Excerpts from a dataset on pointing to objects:
+-------+

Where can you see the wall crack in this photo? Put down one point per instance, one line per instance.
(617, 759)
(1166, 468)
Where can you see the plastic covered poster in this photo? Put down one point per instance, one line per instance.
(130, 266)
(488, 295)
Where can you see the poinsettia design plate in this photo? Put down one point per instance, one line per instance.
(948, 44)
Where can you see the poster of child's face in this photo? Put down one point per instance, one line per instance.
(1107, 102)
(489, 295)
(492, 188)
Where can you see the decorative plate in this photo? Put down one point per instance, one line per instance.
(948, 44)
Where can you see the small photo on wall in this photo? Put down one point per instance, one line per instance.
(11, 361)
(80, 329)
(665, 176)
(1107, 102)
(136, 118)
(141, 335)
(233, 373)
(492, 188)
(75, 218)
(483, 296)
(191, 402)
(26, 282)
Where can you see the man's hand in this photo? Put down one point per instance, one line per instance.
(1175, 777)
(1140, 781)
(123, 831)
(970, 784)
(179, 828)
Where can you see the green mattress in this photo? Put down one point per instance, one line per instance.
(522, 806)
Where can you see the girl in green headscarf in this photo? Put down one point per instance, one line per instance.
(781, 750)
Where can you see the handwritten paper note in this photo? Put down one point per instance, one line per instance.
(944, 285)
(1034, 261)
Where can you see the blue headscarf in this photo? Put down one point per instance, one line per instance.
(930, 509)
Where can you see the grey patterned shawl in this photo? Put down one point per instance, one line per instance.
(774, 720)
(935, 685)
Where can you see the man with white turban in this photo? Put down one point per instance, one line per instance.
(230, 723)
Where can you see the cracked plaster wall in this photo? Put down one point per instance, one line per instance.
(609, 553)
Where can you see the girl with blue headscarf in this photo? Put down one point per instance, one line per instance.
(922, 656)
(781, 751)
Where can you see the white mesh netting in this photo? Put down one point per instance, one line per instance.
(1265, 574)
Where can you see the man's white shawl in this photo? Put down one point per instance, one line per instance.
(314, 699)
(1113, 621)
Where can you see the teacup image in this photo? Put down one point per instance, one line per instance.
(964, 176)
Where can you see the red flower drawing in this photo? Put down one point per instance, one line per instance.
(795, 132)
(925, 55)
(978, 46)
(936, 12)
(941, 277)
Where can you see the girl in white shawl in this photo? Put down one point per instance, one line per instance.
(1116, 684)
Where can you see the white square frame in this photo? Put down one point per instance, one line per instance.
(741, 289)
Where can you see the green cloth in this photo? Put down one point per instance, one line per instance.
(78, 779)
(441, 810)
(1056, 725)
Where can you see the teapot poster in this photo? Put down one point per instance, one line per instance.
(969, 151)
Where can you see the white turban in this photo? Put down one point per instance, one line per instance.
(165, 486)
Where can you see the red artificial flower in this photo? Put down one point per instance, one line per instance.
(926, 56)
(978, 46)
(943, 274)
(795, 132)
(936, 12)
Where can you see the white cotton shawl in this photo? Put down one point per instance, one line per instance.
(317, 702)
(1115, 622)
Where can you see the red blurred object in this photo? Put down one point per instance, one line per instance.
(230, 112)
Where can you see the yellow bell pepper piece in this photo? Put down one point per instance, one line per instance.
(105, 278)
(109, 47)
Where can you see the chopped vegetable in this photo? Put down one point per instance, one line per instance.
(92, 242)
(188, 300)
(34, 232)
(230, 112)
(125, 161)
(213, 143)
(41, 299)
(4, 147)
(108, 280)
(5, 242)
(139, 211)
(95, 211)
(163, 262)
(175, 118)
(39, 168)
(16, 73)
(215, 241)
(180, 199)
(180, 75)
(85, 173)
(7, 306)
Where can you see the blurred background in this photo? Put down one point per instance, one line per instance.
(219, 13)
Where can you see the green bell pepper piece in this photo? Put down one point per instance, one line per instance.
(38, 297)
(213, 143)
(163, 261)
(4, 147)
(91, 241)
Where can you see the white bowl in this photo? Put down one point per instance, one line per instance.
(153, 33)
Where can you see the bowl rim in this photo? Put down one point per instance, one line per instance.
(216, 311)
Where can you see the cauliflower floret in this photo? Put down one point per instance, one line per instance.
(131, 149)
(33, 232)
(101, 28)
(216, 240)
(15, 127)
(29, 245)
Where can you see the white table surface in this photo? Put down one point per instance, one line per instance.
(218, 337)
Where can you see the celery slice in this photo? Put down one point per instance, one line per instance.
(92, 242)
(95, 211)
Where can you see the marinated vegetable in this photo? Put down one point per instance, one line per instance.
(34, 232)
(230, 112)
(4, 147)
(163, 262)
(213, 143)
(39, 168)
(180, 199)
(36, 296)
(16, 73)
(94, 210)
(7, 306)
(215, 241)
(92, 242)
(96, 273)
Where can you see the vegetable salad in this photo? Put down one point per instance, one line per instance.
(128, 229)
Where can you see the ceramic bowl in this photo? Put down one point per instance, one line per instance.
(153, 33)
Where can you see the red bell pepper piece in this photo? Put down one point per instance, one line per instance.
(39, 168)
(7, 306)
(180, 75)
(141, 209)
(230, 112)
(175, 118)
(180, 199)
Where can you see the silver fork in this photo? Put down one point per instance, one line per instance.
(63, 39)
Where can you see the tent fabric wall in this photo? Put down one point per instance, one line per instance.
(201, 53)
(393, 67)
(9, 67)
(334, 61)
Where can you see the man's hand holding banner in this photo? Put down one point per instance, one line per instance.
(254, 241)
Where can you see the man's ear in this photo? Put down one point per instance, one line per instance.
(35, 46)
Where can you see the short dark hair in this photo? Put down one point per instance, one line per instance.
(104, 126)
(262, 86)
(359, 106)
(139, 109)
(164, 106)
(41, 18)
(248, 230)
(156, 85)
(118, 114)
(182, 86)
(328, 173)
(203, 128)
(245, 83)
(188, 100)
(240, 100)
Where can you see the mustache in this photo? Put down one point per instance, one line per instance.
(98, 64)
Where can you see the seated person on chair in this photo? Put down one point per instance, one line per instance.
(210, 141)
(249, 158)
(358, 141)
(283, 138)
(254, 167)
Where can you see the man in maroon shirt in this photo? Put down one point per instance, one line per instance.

+-------+

§ **WRITTEN EXERCISE**: Rewrite every line of the entries above as a numbered list, leaving out any blank lines.

§ **FINISHED TASK**:
1. Where can you see the wall crack in this photo? Put down one point per instance, one line per instance.
2. (617, 759)
3. (1166, 468)
4. Where can you see the plastic covered poster in this photo? Put down one point per instance, one line per instance.
5. (130, 266)
6. (488, 295)
7. Where can you see the poinsettia design plate in this photo? Put down one point per instance, one line per instance.
8. (948, 44)
9. Where can you see the poster of child's face in this photo? Put down one point per instance, one line per instance.
10. (1107, 102)
11. (489, 295)
12. (492, 188)
13. Where can you see the decorative plate in this photo? Put down one point per instance, one line per instance.
14. (948, 44)
15. Where can you see the small photo on wall in this photo? Put down one point per instance, one line per instance.
16. (11, 361)
17. (80, 329)
18. (665, 176)
19. (1107, 102)
20. (136, 118)
21. (141, 335)
22. (233, 373)
23. (492, 188)
24. (75, 218)
25. (483, 296)
26. (191, 402)
27. (26, 282)
28. Where can you see the man's hand in this photo? Put down one point per instance, one line per instance.
29. (1175, 777)
30. (1140, 781)
31. (123, 831)
32. (970, 784)
33. (179, 828)
34. Where can you see the green mattress in this photo? Put down one point per instance, one line per instance.
35. (522, 806)
36. Where can you see the girl in green headscarf in this photo? Put down one point per instance, one line per instance.
37. (781, 750)
38. Where can you see the handwritten paper note in this photo? Put down one point per instance, one line per instance.
39. (944, 285)
40. (1034, 261)
41. Where can you see the blue headscarf in this photo? Put down one point per instance, one line per instance.
42. (930, 509)
43. Where can you see the grey patterned shawl in this photo? Put down one point per instance, one line per instance.
44. (774, 720)
45. (935, 685)
46. Where can you see the man with white turban in this photo? Put down one point per instance, one line per instance.
47. (230, 723)
48. Where can you see the cracked plaster wall in this photo? Put down one point per instance, one line per instance.
49. (609, 553)
50. Where can you see the girl with blue headscarf in this photo? Put down one point per instance, one line per instance.
51. (922, 656)
52. (781, 751)
53. Where can you see the white mesh netting in this photo? Put down one point per instance, one line per instance.
54. (1265, 574)
55. Where can you see the man's white shawl in this photo? Put down one point per instance, one line per instance.
56. (314, 699)
57. (1113, 621)
58. Where can you see the teacup image in this photo? Put down one point per instance, one line per instance.
59. (964, 176)
60. Where can you see the red flower drawing in this photo? Put down one point per instance, one line per instance.
61. (795, 132)
62. (925, 55)
63. (978, 46)
64. (936, 12)
65. (941, 277)
66. Where can you see the girl in white shawl in this photo? Put down one point per instance, one line per instance.
67. (1116, 684)
68. Where can you see the white square frame in this photo? Put down one point per instance, one line per instance.
69. (741, 289)
70. Where can you see the green cloth in this photo? Put down one point per instance, one line per instance.
71. (78, 779)
72. (441, 810)
73. (1056, 725)
74. Where can you see the teapot poster in this photo? Put down one point per instance, one line per instance.
75. (969, 151)
76. Where can you see the white turban in this photo? Put down one point per instance, one line per instance.
77. (165, 486)
78. Where can you see the red artificial flower in this photo? Put down one point per instance, one line per instance.
79. (926, 56)
80. (978, 46)
81. (943, 274)
82. (795, 132)
83. (936, 12)
84. Where can you see the white cotton shawl in this photo? Put down one point per instance, one line per instance.
85. (317, 702)
86. (1115, 622)
87. Where can you see the red blurred object in this photo? Put down one point per instance, one line per instance.
88. (230, 112)
89. Where can you see the yellow bell pepper piece in this photo? Put down one point per instance, one line per instance.
90. (105, 278)
91. (109, 47)
92. Where can you see the chopped vegetable in this photo? Put down one point per instance, one line per instance.
93. (92, 242)
94. (188, 300)
95. (34, 232)
96. (230, 112)
97. (125, 161)
98. (213, 143)
99. (41, 299)
100. (4, 147)
101. (108, 280)
102. (5, 242)
103. (139, 211)
104. (95, 211)
105. (163, 262)
106. (175, 118)
107. (39, 168)
108. (16, 73)
109. (215, 241)
110. (180, 199)
111. (180, 75)
112. (85, 173)
113. (7, 306)
114. Where can you see the blurred background in this photo? Put down one point per instance, one line per instance.
115. (219, 13)
116. Where can you see the green bell pepper piece in this photo? Put down one point per instance, one line per instance.
117. (38, 297)
118. (213, 143)
119. (163, 261)
120. (4, 147)
121. (91, 241)
122. Where can you see the white bowl in this photo? Put down one point per instance, one line per instance.
123. (153, 33)
124. Where can you see the bowl rim in this photo? Put down one point per instance, one line per instance.
125. (216, 311)
126. Where can you see the cauliflower floret in this photo? Put down one point per instance, one line per instance.
127. (131, 149)
128. (33, 232)
129. (101, 28)
130. (216, 240)
131. (15, 127)
132. (29, 245)
133. Where can you see the white table surface in this photo? Put down one point per instance, one line per instance.
134. (218, 337)
135. Where can you see the celery slice in this photo? Put down one point per instance, one line per instance.
136. (92, 242)
137. (95, 211)
138. Where can you see the marinated vegetable in this photo? Put down one point per instance, one line per instance.
139. (34, 232)
140. (230, 112)
141. (4, 147)
142. (163, 262)
143. (213, 143)
144. (39, 168)
145. (180, 199)
146. (36, 296)
147. (16, 73)
148. (94, 210)
149. (7, 306)
150. (215, 241)
151. (92, 242)
152. (96, 273)
153. Where can you see the vegetable salad in this photo? Put down one point per instance, one line per instance.
154. (128, 229)
155. Where can you see the ceramic bowl in this photo? Put down one point per instance, one line per instance.
156. (153, 33)
157. Where can you see the red bell pepper piece in this photo? Put down one point per instance, one line per instance.
158. (39, 168)
159. (7, 306)
160. (180, 75)
161. (141, 209)
162. (230, 112)
163. (175, 118)
164. (180, 199)
165. Where can you see the silver fork in this photo? Put down one point per instance, one line per instance.
166. (63, 39)
167. Where can you see the tent fabric wall in this photo? Put down one point per instance, one line per instance.
168. (201, 53)
169. (393, 67)
170. (9, 67)
171. (334, 61)
172. Where can you see the man's hand holding banner in this photo? Put down one point per instance, one line per instance.
173. (254, 241)
174. Where can you see the man's ear in this photo? Put down one point per instance, one line per instance.
175. (35, 46)
176. Where can you see the short dark hair in this photo? Put down one point per instance, one line per instance.
177. (104, 126)
178. (262, 86)
179. (359, 106)
180. (139, 109)
181. (164, 106)
182. (41, 18)
183. (248, 230)
184. (156, 85)
185. (118, 114)
186. (182, 86)
187. (328, 173)
188. (203, 128)
189. (245, 83)
190. (188, 100)
191. (240, 100)
192. Where can you see the mustache in this photo? Put down one point per instance, one line per instance.
193. (98, 64)
194. Where can you see the seated person on chair in this photo? Put down one point per instance, one line per instance.
195. (210, 141)
196. (249, 158)
197. (358, 141)
198. (283, 138)
199. (254, 167)
200. Where can you see the man in maroon shirt in this photo? Put down one point per instance, one line per instance.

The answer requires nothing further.